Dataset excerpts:
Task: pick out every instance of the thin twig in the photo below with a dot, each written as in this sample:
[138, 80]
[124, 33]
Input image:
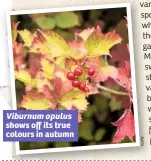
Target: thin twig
[111, 90]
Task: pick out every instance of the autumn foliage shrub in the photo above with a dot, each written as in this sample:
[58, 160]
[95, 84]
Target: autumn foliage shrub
[60, 74]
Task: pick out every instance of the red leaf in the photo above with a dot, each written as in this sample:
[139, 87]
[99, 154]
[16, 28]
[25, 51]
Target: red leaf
[34, 64]
[125, 75]
[102, 71]
[125, 127]
[18, 55]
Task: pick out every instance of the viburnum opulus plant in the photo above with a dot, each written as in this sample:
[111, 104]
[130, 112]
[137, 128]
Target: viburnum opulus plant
[62, 75]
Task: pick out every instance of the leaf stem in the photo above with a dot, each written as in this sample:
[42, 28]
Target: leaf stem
[111, 90]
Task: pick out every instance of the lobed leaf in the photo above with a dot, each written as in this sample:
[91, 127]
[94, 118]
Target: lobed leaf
[99, 44]
[48, 68]
[74, 98]
[25, 77]
[35, 101]
[49, 43]
[125, 127]
[26, 36]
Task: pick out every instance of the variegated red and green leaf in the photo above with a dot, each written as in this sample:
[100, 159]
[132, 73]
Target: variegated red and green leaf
[35, 101]
[25, 77]
[49, 43]
[99, 44]
[102, 71]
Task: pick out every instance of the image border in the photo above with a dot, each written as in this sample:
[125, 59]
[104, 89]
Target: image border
[13, 92]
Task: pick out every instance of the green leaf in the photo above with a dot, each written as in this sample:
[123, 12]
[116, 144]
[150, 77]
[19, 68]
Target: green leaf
[45, 22]
[99, 134]
[115, 104]
[67, 20]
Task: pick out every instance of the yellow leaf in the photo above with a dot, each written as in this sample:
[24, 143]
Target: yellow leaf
[48, 68]
[35, 101]
[49, 43]
[74, 98]
[26, 36]
[25, 77]
[85, 33]
[60, 61]
[99, 44]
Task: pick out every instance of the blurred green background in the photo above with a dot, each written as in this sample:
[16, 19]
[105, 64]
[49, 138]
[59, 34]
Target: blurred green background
[96, 127]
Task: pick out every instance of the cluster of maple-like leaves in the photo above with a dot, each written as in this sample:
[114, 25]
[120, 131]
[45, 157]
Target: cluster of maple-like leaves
[51, 77]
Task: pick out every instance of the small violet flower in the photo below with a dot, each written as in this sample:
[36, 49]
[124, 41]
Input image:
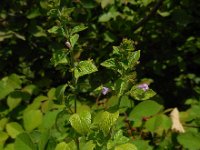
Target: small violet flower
[143, 86]
[105, 90]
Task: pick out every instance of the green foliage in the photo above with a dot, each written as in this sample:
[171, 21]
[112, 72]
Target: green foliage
[84, 68]
[65, 84]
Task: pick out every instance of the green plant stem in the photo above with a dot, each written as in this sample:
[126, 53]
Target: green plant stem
[77, 143]
[74, 80]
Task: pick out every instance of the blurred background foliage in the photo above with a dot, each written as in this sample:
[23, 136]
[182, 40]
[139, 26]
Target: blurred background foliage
[168, 39]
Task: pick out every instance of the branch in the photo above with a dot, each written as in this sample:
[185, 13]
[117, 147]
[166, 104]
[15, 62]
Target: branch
[146, 18]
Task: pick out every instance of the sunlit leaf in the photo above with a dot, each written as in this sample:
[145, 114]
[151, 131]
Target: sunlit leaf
[13, 129]
[83, 68]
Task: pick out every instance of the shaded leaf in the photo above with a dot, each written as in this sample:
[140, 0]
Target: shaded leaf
[81, 122]
[24, 142]
[127, 146]
[144, 109]
[13, 129]
[83, 68]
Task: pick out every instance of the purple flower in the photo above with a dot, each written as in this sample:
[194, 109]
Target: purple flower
[143, 86]
[105, 90]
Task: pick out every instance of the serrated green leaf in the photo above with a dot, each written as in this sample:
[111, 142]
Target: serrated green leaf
[14, 99]
[142, 144]
[44, 139]
[81, 122]
[24, 142]
[13, 129]
[74, 39]
[59, 57]
[30, 117]
[83, 68]
[110, 63]
[140, 94]
[106, 121]
[189, 140]
[36, 104]
[78, 28]
[127, 146]
[49, 119]
[144, 109]
[158, 124]
[118, 139]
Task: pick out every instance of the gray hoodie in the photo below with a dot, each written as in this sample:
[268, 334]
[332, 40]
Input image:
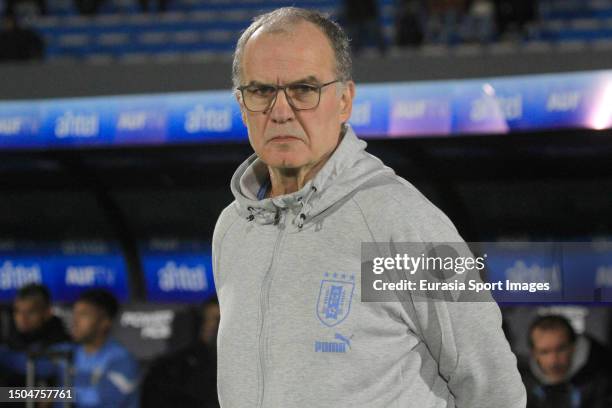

* **Task directions**: Go through the entries and report every line with the string "below".

* **Answer box**:
Task: pick out every instance of the thin twig in the photo below with a dot, each written as in this sample:
Task: pick out every instance of the small violet flower in the photo below with a dot, each written as in this sample:
Task: pick out every instance of the gray hoodie in the photo below with a dot, each written as in this sample:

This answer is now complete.